##### Lesetext #####

Vorgestellt: Alexander Keil, Dozent WBK Zukunftsfähige Kulturorganisationen
Im Rahmen der «Vorgestellt-Reihe» haben wir uns mit Alexander Keil, Dozent des neuen Weiterbildungskurses «Zukunftsfähige Kulturorganisationen», unterhalten. Im Interview erzählt er unter anderem, wie Kulturorganisationen durch einen erfolgreichen Transformationsprozess geleitet werden können.
Alexander Keil (Jahrgang 1982) hat Szenische Künste an der Universität Hildesheim, Musiktheaterregie an der Hochschule für Musik und Theater in Hamburg und Kommunikation und Kulturmanagement an der Universität in Friedrichshafen studiert. Er bringt viel Erfahrung sowohl auf künstlerischer Seite als Regisseur, Dramaturg und künstlerischer Leiter wie auch auf betrieblicher Seite mit. Er arbeitete u.a. für das Staatsschauspiel Dresden und die Bayreuther Festspiele, leitete die Sonderveranstaltungen am Schauspielhaus Zürich und war von 2015–2020 Geschäftsführer der Zürcher Festspiele. Heute arbeitet er bei Metaplan und berät dort insbesondere Kulturverwaltungen und Kulturinstitutionen zu Fragen der Strategieentwicklung und Reorganisation. Alexander Keil wohnt in Winterthur.
Alexander Keil, Sie unterrichten im neuen Weiterbildungskurs Zukunftsfähige Kulturorganisationen am Zentrum für Kulturmanagement. In dem Kurs geht es um die erfolgreiche Gestaltung von Transformationsprozessen in der Kultur. Warum sollten sich Kulturorganisationen mit diesem Thema befassen?

#####

## Aufgabenstellung
Gib aus dem Interview mit Alexander Keil alles von „Vorgestellt: Alexander Keil, Dozent“ bis hinunter zu „geleitet werden können.“ wortgetreu wieder.

##### Einträge #####

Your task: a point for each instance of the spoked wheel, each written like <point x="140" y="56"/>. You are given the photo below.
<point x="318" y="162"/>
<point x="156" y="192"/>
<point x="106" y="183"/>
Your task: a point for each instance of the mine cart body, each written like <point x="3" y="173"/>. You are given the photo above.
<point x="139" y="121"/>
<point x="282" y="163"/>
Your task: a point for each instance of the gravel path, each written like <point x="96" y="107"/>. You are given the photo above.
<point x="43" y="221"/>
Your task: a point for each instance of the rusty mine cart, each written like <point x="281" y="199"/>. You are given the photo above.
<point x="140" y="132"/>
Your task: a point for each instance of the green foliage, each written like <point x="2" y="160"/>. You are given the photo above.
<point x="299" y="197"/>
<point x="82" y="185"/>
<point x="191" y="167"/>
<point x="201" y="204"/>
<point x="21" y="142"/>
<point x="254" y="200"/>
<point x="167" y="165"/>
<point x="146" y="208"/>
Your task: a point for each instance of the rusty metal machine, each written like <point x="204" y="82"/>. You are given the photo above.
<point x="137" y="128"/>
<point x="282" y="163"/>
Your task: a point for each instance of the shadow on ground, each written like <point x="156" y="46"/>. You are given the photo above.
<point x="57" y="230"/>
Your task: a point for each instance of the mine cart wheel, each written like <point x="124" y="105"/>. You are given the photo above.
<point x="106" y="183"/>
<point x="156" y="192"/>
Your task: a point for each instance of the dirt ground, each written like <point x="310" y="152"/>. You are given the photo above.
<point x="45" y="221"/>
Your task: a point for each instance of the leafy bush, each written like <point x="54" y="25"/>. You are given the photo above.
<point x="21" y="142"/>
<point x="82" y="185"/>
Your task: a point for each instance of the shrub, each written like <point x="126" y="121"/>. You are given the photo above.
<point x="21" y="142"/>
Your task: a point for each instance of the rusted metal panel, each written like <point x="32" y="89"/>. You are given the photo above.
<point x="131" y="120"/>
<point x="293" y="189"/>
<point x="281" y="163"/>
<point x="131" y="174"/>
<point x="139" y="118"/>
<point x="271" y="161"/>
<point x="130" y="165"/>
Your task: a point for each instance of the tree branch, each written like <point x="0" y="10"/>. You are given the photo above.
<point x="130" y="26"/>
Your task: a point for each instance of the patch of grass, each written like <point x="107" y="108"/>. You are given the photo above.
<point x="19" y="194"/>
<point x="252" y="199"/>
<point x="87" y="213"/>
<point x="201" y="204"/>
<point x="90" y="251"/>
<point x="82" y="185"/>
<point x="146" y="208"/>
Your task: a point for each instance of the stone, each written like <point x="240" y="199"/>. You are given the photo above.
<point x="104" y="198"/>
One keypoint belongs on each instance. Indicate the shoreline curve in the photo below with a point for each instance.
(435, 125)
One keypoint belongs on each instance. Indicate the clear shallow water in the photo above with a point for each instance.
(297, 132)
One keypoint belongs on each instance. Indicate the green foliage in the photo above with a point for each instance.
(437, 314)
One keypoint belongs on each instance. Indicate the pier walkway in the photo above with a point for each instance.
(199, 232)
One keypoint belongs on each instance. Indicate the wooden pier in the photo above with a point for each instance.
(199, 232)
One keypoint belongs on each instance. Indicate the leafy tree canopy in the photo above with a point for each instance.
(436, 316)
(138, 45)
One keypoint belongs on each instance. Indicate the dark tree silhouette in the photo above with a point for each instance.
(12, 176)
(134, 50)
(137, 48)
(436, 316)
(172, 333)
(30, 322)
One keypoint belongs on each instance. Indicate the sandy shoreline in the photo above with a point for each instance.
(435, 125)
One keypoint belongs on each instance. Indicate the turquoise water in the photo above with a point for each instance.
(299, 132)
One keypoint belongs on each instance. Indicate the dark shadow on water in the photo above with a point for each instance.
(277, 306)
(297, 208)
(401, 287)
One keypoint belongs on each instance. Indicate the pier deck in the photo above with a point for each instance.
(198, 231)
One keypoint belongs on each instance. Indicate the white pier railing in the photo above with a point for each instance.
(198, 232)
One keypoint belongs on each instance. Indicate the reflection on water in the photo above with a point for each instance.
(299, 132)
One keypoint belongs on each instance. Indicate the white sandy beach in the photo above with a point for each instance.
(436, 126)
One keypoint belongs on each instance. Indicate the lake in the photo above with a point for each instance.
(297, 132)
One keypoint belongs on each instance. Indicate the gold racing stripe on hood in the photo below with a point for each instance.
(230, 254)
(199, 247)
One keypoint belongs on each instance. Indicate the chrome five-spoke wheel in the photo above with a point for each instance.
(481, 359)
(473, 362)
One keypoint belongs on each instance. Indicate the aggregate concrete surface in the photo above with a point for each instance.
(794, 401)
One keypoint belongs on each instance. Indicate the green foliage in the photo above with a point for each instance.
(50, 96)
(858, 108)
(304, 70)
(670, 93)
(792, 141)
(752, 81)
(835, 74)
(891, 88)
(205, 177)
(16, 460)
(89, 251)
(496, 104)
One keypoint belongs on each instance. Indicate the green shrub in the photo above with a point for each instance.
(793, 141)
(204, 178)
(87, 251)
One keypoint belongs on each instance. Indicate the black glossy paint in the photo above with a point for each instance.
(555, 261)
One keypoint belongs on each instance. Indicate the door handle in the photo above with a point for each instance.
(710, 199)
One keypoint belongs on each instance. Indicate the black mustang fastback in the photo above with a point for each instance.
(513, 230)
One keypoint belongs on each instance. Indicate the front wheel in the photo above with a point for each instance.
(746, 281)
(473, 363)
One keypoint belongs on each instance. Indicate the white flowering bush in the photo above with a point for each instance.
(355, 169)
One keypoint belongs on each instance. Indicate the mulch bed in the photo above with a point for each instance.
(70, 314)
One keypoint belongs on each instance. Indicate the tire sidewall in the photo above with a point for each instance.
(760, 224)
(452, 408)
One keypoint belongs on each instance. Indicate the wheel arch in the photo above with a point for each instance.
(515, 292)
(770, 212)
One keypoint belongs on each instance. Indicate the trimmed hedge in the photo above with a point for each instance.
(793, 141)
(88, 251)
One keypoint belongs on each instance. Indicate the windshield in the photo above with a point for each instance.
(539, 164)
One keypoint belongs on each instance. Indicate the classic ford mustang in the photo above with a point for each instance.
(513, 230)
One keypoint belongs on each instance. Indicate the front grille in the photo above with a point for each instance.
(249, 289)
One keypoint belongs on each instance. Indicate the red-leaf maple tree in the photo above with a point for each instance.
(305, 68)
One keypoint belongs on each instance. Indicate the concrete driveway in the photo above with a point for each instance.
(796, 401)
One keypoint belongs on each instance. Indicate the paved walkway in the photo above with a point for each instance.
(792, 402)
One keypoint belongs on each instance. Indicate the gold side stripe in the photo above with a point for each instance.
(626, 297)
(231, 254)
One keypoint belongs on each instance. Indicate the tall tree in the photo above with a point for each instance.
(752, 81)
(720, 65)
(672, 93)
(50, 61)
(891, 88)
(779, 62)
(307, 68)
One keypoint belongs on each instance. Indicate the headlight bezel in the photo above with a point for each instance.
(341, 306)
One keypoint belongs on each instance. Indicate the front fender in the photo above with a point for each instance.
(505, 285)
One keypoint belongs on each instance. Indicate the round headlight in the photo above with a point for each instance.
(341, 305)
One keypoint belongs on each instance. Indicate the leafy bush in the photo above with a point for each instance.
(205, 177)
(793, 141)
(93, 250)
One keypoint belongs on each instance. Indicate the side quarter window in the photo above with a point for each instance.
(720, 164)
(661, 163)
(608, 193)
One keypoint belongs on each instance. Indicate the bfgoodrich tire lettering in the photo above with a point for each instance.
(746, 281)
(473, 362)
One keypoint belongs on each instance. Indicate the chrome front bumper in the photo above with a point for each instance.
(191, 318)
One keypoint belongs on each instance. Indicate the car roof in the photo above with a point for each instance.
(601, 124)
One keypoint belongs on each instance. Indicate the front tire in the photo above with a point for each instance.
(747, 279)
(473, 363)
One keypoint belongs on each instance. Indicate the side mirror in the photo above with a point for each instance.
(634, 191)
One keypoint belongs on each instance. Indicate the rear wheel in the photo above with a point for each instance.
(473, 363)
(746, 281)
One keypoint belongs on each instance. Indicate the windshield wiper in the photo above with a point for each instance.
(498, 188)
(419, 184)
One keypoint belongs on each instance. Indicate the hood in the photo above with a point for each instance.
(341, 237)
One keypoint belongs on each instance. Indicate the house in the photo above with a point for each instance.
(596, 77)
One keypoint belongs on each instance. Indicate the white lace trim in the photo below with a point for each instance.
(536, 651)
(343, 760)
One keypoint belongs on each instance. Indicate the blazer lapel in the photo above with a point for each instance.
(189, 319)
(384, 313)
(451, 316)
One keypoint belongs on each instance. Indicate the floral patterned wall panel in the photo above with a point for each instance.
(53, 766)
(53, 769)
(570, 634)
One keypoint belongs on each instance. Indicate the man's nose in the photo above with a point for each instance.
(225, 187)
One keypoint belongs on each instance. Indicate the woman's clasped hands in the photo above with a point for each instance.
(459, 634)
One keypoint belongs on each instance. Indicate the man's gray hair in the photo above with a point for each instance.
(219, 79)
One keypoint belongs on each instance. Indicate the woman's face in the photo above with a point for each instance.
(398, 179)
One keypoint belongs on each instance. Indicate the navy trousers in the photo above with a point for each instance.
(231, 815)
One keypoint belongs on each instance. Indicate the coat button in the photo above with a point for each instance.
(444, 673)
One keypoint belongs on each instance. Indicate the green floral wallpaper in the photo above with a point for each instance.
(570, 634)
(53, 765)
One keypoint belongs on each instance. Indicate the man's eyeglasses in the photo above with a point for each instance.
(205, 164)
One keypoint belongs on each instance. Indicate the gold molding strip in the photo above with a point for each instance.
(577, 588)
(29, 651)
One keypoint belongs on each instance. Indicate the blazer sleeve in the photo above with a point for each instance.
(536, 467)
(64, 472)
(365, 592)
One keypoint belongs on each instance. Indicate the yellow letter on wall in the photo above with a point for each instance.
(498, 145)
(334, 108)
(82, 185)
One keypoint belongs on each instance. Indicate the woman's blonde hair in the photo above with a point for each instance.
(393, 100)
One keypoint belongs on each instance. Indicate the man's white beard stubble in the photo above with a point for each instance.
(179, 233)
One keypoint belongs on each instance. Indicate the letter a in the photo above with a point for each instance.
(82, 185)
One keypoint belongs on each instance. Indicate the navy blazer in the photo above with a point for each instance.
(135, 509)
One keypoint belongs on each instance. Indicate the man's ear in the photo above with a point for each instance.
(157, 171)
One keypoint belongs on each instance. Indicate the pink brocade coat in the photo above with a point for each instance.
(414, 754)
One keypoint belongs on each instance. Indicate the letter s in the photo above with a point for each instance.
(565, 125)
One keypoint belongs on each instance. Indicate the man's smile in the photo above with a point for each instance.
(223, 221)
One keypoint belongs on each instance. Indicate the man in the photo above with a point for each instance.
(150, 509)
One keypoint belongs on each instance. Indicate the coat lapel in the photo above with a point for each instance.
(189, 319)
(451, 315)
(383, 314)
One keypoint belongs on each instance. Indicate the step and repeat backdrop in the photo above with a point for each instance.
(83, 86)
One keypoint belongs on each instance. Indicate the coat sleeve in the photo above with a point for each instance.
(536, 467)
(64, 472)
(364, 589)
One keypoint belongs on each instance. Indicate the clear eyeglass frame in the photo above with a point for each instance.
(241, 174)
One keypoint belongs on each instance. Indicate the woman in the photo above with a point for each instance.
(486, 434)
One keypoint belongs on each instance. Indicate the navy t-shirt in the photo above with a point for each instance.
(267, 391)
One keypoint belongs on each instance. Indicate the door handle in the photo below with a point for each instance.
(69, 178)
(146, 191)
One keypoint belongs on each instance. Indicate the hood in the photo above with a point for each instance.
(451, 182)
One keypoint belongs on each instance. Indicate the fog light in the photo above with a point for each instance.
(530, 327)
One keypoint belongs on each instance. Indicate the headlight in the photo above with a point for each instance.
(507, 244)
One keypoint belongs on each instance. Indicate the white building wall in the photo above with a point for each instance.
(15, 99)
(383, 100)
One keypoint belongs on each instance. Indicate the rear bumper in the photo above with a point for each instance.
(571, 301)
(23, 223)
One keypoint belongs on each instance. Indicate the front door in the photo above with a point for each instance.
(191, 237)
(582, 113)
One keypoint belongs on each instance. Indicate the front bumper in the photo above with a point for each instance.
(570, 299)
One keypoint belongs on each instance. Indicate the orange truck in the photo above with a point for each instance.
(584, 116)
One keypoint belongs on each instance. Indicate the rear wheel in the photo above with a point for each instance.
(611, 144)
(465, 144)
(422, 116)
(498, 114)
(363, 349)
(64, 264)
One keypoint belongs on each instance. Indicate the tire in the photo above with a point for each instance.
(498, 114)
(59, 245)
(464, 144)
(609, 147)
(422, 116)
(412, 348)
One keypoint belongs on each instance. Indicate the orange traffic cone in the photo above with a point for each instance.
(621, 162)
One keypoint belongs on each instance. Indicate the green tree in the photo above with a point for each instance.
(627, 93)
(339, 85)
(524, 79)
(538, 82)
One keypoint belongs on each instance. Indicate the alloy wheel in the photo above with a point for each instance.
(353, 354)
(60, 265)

#####

## Endergebnis
Vorgestellt: Alexander Keil, Dozent WBK Zukunftsfähige Kulturorganisationen
Im Rahmen der «Vorgestellt-Reihe» haben wir uns mit Alexander Keil, Dozent des neuen Weiterbildungskurses «Zukunftsfähige Kulturorganisationen», unterhalten. Im Interview erzählt er unter anderem, wie Kulturorganisationen durch einen erfolgreichen Transformationsprozess geleitet werden können.